Show what you learned about making cheese by filling in the blanks and return to teacher. Thank you.

1. Heat the milk to ______ degrees Fahrenheit. 
2. Milk provides a _______ environment for rennin to multiply.
3. Lemon juice and vinegar contain high amounts of citric __________.
4. Lactic acid _________________ when it reaches high levels.
5. Rennin is a ______________ ___________.
6. Lemon juice and vinegar makes _________ cheeses.
7. Rennet makes __________ cheese.
8. ____ decreases the taste of lemon juice.
9. If let to strain for a long time the cheese becomes _______.
10. Remember to ______ everything down when you are done.


----------



## Sondra (Oct 25, 2007)

Sounds good might make that rennet (tablets or liquid)


----------



## Guest (May 8, 2008)

Oops, kinda late to change 150 copies :lol


----------



## Sondra (Oct 25, 2007)

oH well


----------



## Guest (May 8, 2008)

Our example cheeses are:

Sundried Tomato/ crushed red pepper/ parsley
Lemon Basil
Pepper/Bacon
Garlic/ Chive
Mango/Peach (I can't wait! :biggrin )
Plain


----------



## Guest (May 8, 2008)

Today went exceptionally well. We wound up making 10 lbs of cheese. The fifth graders were very excited to learn about cheese making. They were astonished at how fast the lemon juice worked. They also came up with some tasty cheese blends. All tried the cheese. The three favorites were Red pepper/tomato/basil, Pepper/bacon, and Garlic/ Chive. Most of them want to make it for their Moms for Mothers day (hummm wonder who put that in their heads). Wanted to let you all know how it went and we were asked to come back next year! Oh yeah, she already sold $25.00 as fundraiser. Tammy


----------



## Sondra (Oct 25, 2007)

Point-per-instance localization data -
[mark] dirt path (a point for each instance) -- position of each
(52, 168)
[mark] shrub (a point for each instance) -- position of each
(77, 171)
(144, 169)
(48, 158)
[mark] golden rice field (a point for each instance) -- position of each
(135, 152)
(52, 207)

---

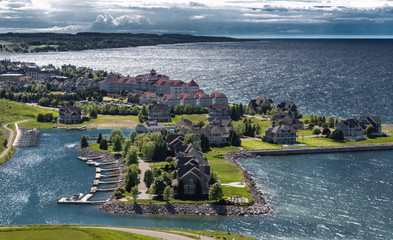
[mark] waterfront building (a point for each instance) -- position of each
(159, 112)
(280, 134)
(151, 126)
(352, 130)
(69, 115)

---

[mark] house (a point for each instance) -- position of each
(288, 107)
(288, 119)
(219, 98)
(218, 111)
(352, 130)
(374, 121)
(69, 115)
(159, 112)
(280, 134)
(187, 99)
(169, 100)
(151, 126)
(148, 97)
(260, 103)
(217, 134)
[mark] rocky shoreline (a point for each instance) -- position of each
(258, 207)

Task description -
Continue the forum thread about making cheese with fifth graders, starting after its last line.

Result of this task -
CONGRATULATIONS!!!


----------



## Guest (May 9, 2008)

Wonderful!!

Christy


----------



## Sunny Daze (Jan 14, 2008)

I have a brownie troop coming over to my house today to see all the animals and also learn about milking/cheese making. I was going to make this cheese as well. Mine are 8 yr olds...hoping I can get it done before their attention span runs out! Thinking I will make some fudge today so they can nibble while we doing the cheese! This should be interesting!


----------



## Guest (May 9, 2008)

Have fun! One way you could keep them entertained is by having them name animals they "could" make cheese out of. That was one of our time fillers. The most named animal was the walrus and as they all said "ew". Tammy


----------



## Sondra (Oct 25, 2007)

Now who in their right mind would milk a walrus  NOT ME and I usually can't even find my mind.


----------



## Guest (May 9, 2008)

:rofl I totally agree :rofl


----------



## Sunny Daze (Jan 14, 2008)

Well I survived! Everyone had a great time. Annie was super patient while they all tried their hand at milking and I was surprised they all were really intrigued with the cheese making. I think my poor turkey is traumatized now though!!


----------



## Sondra (Oct 25, 2007)

:biggrin Glad it worked out for you


----------



## Guest (May 11, 2008)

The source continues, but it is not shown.